• _Exercise description_
Rewrite all of the records below, putting "Please locate" wherever "If it's not too much trouble, I need you to find" appears and keeping everything else unchanged. Omit the pictures from your answer.

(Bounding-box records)
** begin **

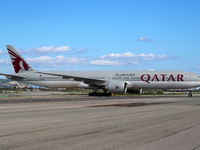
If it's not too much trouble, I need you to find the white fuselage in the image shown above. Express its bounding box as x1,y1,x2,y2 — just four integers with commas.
14,71,200,89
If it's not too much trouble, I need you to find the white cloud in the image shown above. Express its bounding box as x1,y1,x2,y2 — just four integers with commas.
24,46,72,55
138,36,153,42
27,55,85,66
90,52,178,67
0,59,11,65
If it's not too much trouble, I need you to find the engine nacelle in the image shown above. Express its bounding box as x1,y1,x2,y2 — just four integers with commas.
105,81,127,94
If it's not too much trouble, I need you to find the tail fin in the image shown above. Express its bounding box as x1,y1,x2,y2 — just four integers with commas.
6,45,35,73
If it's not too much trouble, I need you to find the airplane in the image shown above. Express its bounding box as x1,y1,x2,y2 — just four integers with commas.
0,45,200,97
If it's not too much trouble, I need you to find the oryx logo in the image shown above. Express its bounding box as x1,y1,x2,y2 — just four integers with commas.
8,49,29,73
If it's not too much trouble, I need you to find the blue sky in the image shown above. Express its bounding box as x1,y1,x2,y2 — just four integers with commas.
0,0,200,78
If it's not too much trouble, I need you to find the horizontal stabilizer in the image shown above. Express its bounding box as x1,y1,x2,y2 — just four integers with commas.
38,72,106,85
0,73,26,79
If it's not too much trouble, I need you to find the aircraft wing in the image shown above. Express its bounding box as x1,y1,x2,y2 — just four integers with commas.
0,73,26,79
38,72,106,86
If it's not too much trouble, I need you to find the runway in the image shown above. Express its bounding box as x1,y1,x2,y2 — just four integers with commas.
0,94,200,150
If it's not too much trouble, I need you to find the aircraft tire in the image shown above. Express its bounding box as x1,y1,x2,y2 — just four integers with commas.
188,93,192,97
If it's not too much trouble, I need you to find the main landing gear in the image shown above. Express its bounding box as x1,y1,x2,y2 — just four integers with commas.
188,91,192,97
88,92,112,96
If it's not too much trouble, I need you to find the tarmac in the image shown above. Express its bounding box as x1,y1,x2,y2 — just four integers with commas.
0,92,200,150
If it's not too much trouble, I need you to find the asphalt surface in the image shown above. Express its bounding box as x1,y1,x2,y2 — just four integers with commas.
0,95,200,150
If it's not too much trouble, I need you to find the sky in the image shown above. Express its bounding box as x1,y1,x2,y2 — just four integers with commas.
0,0,200,78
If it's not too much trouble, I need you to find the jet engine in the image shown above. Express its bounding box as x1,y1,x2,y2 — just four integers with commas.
105,81,127,94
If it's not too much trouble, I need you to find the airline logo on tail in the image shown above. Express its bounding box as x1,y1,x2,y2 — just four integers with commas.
8,49,29,73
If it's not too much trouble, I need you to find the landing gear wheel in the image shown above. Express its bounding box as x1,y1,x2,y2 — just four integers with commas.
188,93,192,97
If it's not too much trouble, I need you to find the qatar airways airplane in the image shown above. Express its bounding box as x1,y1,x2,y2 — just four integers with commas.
0,45,200,97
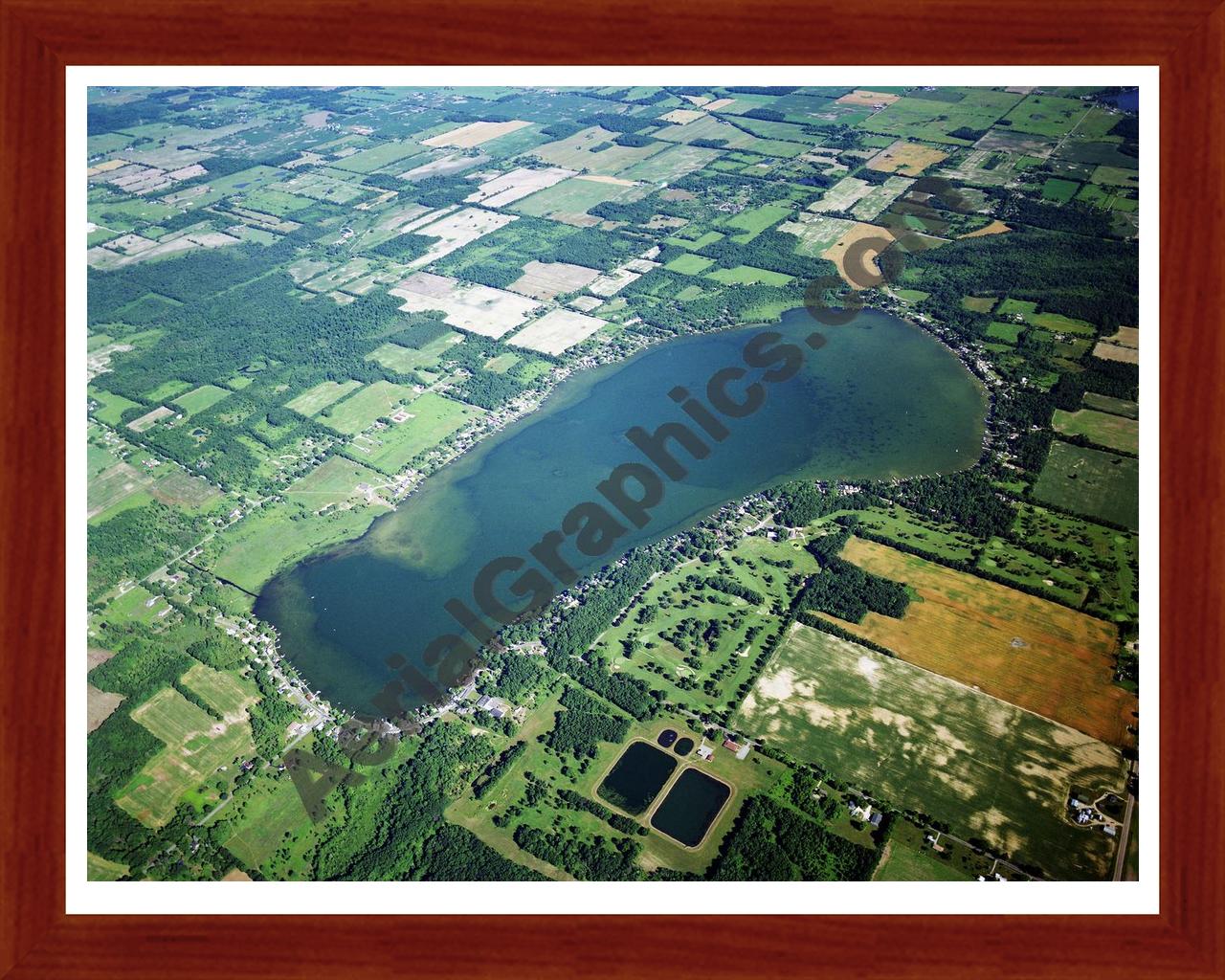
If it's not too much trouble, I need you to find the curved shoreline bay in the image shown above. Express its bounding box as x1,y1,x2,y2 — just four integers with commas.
255,309,986,714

** end **

• _Answer to the task_
Please locate the white fuselage in the image shown above. Express its bounding box as x1,y1,x2,y2 — just four integers with commas.
14,71,200,89
Please locate the white cloud in the image shown above. Express its bounding box as x1,y1,x2,y2 — just four integers with commas.
24,46,72,55
138,36,153,42
27,55,85,66
90,52,178,67
0,59,11,65
Please locate the engine nacelle in the image shown above. Express its bounding box as x1,y1,x2,y2 — just four integers with commas.
105,81,127,94
Please locate the tail fin in the image shown above. Express its bounding box as x1,y1,x2,y2 — just four integers with commas.
6,45,35,73
Please locate the airplane in the image shown above. Express its bounding box as x1,y1,x2,y2 — just four integers with commas.
0,45,200,97
Please locate the oryx logo in the image shown above. Express its bounding box as x1,y1,x2,y2 — just four integers with commas.
8,49,29,73
Please locate the blue sky in the image shown above. Express its bounding box as x1,y1,x2,y2 — just four integers with commas.
0,0,200,78
Please locate the horizontal stabilizer in the image shown above. Express its bounding box as x1,y1,x2,y2 — just four integers with commas.
38,72,106,85
0,73,26,79
Please locate the aircraft wing in the image shown above. Express its bounding box as x1,y1,x2,y2 — just four integers with commas.
0,73,26,79
38,72,106,86
Please locate the runway in the image shown above. Express its bounding box as x1,y1,x2,y2 — just four integers with commas.
0,94,200,150
Please locate the aircraft tire in the image shown above. Express its bounding box as x1,y1,x2,y2 — just four integers with commas.
188,93,192,97
Please locate the main landing gear in the image shown above. Express its bounding box as x1,y1,x2,y2 — just four integers with commas.
188,91,192,97
88,92,112,96
Please locate the tarmac in the image shown above. Express its bounding box as x1,y1,x2,y2 — just four integers with commas.
0,92,200,150
Please locate the asphalt surface in the image shown above. Express its bounding box as x1,y1,x2,y2 — just four integers with commas.
0,95,200,150
Please locate the sky in the image shown above. Express its bounding box as x1,y1,x2,y2 — just four integers with commas.
0,0,200,78
Please locate the jet engine in the image shown above. Express its bounding box as x1,y1,x2,y2 — just four integers with commas.
105,81,127,94
Please locate the airline logo on tail in the image shown above. Express its bounding box as x1,y1,x2,y2 — just four integers with commas.
8,49,29,73
Please locate the landing gear wheel in the image shown above. Express its bounding box as x1,y1,x2,y2 — just four integers with commas.
188,93,192,97
Please locate the qatar airways airplane in the image shown above. Express its bounding box as x1,y1,x2,y2 — just four integers with commas.
0,45,200,97
Please locate the curved shoreline bay in the image shown above. Express its bounding box as x1,y1,x2,y2 — just four integers with commas.
255,309,986,714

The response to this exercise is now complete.